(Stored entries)
━━━━━━━━

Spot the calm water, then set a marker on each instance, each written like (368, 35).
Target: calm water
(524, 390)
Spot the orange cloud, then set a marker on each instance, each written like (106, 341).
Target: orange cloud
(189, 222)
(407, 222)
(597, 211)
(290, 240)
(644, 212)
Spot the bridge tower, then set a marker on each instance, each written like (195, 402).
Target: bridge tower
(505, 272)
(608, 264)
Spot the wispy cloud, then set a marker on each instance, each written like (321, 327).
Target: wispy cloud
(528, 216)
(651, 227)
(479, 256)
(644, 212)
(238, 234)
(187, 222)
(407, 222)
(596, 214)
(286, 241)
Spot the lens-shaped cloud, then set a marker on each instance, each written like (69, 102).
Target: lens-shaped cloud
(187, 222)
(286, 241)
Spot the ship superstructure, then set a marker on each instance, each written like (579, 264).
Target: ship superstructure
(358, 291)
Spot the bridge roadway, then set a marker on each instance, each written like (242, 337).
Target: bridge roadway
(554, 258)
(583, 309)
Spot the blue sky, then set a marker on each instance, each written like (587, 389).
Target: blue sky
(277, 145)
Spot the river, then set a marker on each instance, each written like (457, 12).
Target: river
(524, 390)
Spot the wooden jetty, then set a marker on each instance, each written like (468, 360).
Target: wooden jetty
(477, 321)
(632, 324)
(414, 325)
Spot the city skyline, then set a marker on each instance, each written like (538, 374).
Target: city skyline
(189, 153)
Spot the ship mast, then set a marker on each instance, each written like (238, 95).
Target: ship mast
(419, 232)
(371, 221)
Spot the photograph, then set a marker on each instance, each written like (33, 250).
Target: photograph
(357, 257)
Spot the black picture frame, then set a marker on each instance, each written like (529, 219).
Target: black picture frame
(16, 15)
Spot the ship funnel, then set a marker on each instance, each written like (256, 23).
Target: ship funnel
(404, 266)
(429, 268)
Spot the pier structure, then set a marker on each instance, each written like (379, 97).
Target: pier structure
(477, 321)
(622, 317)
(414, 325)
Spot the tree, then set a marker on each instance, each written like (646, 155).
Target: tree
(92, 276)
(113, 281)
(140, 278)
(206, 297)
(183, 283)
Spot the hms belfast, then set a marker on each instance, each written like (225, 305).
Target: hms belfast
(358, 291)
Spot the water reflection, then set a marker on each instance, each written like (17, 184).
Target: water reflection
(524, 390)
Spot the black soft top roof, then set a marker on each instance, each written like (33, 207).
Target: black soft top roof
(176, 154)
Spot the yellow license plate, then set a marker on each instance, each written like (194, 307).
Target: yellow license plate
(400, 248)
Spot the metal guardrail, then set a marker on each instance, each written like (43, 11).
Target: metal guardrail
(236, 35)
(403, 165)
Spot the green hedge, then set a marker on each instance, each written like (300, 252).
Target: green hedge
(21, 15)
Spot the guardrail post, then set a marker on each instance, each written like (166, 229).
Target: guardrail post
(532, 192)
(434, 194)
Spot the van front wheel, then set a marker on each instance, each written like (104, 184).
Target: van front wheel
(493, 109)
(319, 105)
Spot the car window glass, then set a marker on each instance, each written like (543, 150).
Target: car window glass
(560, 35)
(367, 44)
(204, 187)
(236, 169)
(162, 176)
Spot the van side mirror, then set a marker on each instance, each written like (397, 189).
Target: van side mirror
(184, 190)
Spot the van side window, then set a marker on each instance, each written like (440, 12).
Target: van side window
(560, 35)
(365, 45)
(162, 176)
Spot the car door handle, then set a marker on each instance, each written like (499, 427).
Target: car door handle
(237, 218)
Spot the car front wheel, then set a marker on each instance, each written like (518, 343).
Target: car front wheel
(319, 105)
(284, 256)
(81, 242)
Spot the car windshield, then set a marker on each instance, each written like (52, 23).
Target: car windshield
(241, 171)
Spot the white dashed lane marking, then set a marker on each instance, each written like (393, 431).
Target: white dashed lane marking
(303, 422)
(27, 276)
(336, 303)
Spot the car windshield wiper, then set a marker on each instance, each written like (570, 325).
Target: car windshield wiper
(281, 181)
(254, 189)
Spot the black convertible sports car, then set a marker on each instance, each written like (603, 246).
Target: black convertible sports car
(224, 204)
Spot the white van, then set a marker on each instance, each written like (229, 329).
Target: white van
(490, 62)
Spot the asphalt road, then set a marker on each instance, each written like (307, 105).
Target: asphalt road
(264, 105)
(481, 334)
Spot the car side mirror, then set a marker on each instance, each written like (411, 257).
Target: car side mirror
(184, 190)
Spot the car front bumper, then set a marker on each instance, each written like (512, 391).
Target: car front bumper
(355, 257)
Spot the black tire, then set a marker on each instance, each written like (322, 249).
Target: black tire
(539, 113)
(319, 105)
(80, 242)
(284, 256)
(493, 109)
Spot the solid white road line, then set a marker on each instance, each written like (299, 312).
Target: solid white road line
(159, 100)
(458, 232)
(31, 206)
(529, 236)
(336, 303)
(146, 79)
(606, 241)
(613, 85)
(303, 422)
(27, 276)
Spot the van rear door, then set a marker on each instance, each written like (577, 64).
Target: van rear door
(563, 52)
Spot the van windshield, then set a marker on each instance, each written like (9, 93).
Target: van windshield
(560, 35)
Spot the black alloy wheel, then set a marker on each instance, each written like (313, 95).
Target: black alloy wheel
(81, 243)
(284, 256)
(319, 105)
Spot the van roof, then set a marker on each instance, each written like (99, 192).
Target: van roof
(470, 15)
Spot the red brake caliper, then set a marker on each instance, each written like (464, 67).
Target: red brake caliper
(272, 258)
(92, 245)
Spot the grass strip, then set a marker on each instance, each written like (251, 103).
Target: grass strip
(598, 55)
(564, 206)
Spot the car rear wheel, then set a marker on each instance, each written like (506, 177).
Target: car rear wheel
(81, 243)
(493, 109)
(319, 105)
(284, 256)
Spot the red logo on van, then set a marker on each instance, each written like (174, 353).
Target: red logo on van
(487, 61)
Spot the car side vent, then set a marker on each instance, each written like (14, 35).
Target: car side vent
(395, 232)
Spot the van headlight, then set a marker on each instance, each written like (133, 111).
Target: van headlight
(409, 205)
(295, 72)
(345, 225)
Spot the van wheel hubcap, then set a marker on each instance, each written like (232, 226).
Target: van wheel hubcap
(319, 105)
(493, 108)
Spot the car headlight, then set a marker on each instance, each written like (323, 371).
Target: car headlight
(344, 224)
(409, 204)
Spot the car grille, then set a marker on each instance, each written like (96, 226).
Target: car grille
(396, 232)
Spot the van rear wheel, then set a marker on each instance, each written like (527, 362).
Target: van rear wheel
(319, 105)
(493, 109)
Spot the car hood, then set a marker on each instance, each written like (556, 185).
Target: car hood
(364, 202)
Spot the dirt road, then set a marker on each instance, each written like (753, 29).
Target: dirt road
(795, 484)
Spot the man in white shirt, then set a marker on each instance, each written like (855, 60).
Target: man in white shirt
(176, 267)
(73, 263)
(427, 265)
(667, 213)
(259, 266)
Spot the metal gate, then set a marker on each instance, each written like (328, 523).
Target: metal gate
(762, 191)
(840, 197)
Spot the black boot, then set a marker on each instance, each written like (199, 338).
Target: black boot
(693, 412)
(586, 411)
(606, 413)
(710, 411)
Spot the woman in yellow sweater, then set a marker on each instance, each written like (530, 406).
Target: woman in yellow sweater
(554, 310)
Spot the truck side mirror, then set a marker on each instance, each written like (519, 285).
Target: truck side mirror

━━━━━━━━

• WHAT THIS TASK INVOLVES
Each record above must be output without any alteration.

• ANSWER BOX
Spot the calm water, then set a marker on each instance, each written like (368, 35).
Target: calm water
(524, 390)
Spot the orange cloud, then set a marker on each instance, each written like (106, 341).
Target: orange cloud
(189, 222)
(407, 222)
(597, 211)
(290, 240)
(644, 212)
Spot the bridge tower, then set a marker on each instance, each written like (195, 402).
Target: bridge tower
(505, 272)
(608, 264)
Spot the wispy cloud, then set a marker on each instance, each written like (321, 327).
Target: wispy cloud
(528, 216)
(651, 227)
(479, 256)
(644, 212)
(238, 234)
(187, 222)
(407, 222)
(596, 214)
(286, 241)
Spot the lens-shaped cloud, then set a marker on each instance, each written like (69, 102).
Target: lens-shaped cloud
(187, 222)
(286, 241)
Spot the ship superstructure, then set a marker on each instance, each written like (579, 264).
Target: ship superstructure
(358, 291)
Spot the bridge roadway, then set a marker on each instance, each written like (242, 337).
Target: bridge roadway
(554, 258)
(583, 309)
Spot the blue sky, then set a marker on each instance, each written like (587, 389).
Target: blue sky
(277, 145)
Spot the river, then set a marker on each instance, each written like (457, 12).
Target: river
(524, 390)
Spot the wooden jetty, then set a marker on each instance, each written like (468, 360).
Target: wooden jetty
(477, 321)
(632, 324)
(414, 325)
Spot the city skyline, then set a marker on each instance, each written like (538, 374).
Target: city skyline
(189, 153)
Spot the ship mast, then set a marker on each instance, each written like (238, 95).
Target: ship mast
(419, 232)
(371, 221)
Spot the photograph, then set a marker on each instance, each written like (33, 250).
Target: photograph
(357, 257)
Spot the black picture frame, then set a marker on each instance, each written like (529, 219).
Target: black picture frame
(16, 15)
Spot the ship funnel, then set a marker on each instance, each written like (256, 23).
Target: ship funnel
(404, 266)
(429, 268)
Spot the pier structure, then set a marker on each instance, each written like (379, 97).
Target: pier structure
(477, 321)
(622, 317)
(414, 325)
Spot the tree, then set a marker on each instance, each written like (646, 155).
Target: tree
(92, 276)
(113, 281)
(140, 278)
(206, 297)
(183, 283)
Spot the hms belfast, then set a marker on each instance, each written like (225, 305).
Target: hms belfast
(358, 291)
Spot the water reflection, then set a marker on each instance, each written like (17, 184).
Target: water reflection
(524, 390)
Spot the black soft top roof, then set a marker on each instance, each written like (33, 207).
Target: black soft top roof
(176, 154)
Spot the yellow license plate, then set a marker on each instance, each written like (194, 307).
Target: yellow license plate
(400, 248)
Spot the metal guardrail, then set a marker on each instance, each written like (43, 11).
Target: metal guardrail
(236, 35)
(403, 165)
Spot the green hedge, then set a marker on each instance, each written like (300, 252).
Target: green hedge
(21, 15)
Spot the guardrail post, then set a marker on each instance, each written like (166, 229).
Target: guardrail post
(532, 192)
(434, 194)
Spot the van front wheel, then set a marker on each instance, each written like (104, 184).
Target: van front wheel
(493, 109)
(319, 105)
Spot the car window glass, then set a marker on each instance, each written like (543, 150).
Target: car window glass
(560, 35)
(367, 44)
(204, 187)
(236, 169)
(162, 176)
Spot the van side mirror, then set a marker on each instance, each written like (397, 189).
Target: van side mirror
(184, 190)
Spot the van side window, then set a marker on each instance, each written like (440, 12).
Target: van side window
(560, 35)
(365, 45)
(162, 176)
Spot the car door handle, then set a marker on each instance, each written like (499, 427).
Target: car door handle
(237, 218)
Spot the car front wheel, then set a marker on each instance, each written like (518, 343).
Target: car front wheel
(319, 105)
(284, 256)
(81, 242)
Spot the car windshield, then set a marker on each instance, each written like (52, 23).
Target: car windshield
(241, 171)
Spot the white dashed lane marking, then set a marker on each instance, each written like (393, 431).
Target: white dashed lane marking
(303, 422)
(27, 276)
(336, 303)
Spot the car windshield wiper, then set a marker on each instance, each written like (570, 325).
Target: car windshield wiper
(281, 181)
(254, 189)
Spot the black convertible sports car, then set a marker on each instance, each written like (603, 246).
Target: black convertible sports car
(224, 204)
Spot the white van, then set a marker on each instance, each written like (229, 329).
Target: white van
(490, 62)
Spot the asphalt road, then set a marker on each instance, each written like (307, 105).
Target: asphalt road
(264, 105)
(481, 334)
Spot the car side mirror, then set a marker on each instance, each written like (411, 257).
Target: car side mirror
(184, 190)
Spot the car front bumper, then set a marker on each instance, each written like (512, 391).
Target: car front bumper
(355, 257)
Spot the black tire, then set a marker on each instance, each written like (322, 249).
Target: black tire
(539, 113)
(319, 105)
(80, 242)
(284, 256)
(493, 109)
Spot the solid white road line, then set a marker on each instance, each written like (299, 312).
Target: solid white road line
(159, 100)
(458, 232)
(31, 206)
(529, 236)
(336, 303)
(146, 79)
(606, 241)
(613, 85)
(303, 422)
(27, 276)
Spot the van rear door, then set a marker on each instance, each written like (577, 64).
Target: van rear door
(563, 52)
Spot the van windshield, then set a marker on each instance, each written like (9, 93).
Target: van windshield
(560, 35)
Spot the black alloy wheel, then set a marker on each instance, each written like (313, 95).
Target: black alloy wheel
(81, 243)
(284, 256)
(319, 105)
Spot the van roof, then set a marker on each instance, each written like (99, 192).
Target: van roof
(470, 15)
Spot the red brake caliper, then set a marker on each instance, each written like (464, 67).
Target: red brake caliper
(272, 258)
(92, 245)
Spot the grass strip, then set a marker on each instance, each written like (251, 103).
Target: grass strip
(598, 55)
(564, 206)
Spot the car rear wheel, then set a marker on each instance, each written like (506, 177).
Target: car rear wheel
(81, 243)
(493, 109)
(319, 105)
(284, 256)
Spot the red logo on van, then set a marker on each instance, each written like (174, 353).
Target: red logo on van
(487, 61)
Spot the car side vent, then set a marker on each instance, each written like (14, 35).
Target: car side vent
(395, 232)
Spot the van headlight, then set a marker on each instance, each written like (133, 111).
Target: van headlight
(409, 205)
(295, 72)
(345, 225)
Spot the van wheel hubcap, then set a marker on each instance, each written like (232, 226).
Target: van wheel hubcap
(319, 105)
(493, 108)
Spot the car headlight, then set a marker on each instance, each written like (323, 371).
Target: car headlight
(344, 224)
(409, 204)
Spot the car grille, then set a marker on each instance, each written like (96, 226).
Target: car grille
(396, 232)
Spot the van rear wheel, then set a marker on each instance, each written like (527, 362).
Target: van rear wheel
(319, 105)
(493, 109)
Spot the car hood, then set a marker on each instance, each written like (556, 185).
Target: car hood
(364, 202)
Spot the dirt road, then set a marker on each instance, each written like (753, 29).
Target: dirt road
(795, 484)
Spot the man in white shirt, then set a marker on each instance, each written like (855, 60).
Target: man in white shirt
(176, 267)
(73, 263)
(427, 265)
(667, 213)
(259, 266)
Spot the metal gate, then set a marker on each instance, each written like (328, 523).
Target: metal gate
(762, 191)
(840, 197)
Spot the black boot, then set a marker on each instance, each written like (199, 338).
Target: black boot
(693, 412)
(586, 411)
(606, 413)
(710, 411)
Spot the woman in yellow sweater, then set a marker on each instance, each written like (530, 406).
Target: woman in yellow sweater
(554, 310)
Spot the truck side mirror, then set a marker on each instance, each written like (519, 285).
Target: truck side mirror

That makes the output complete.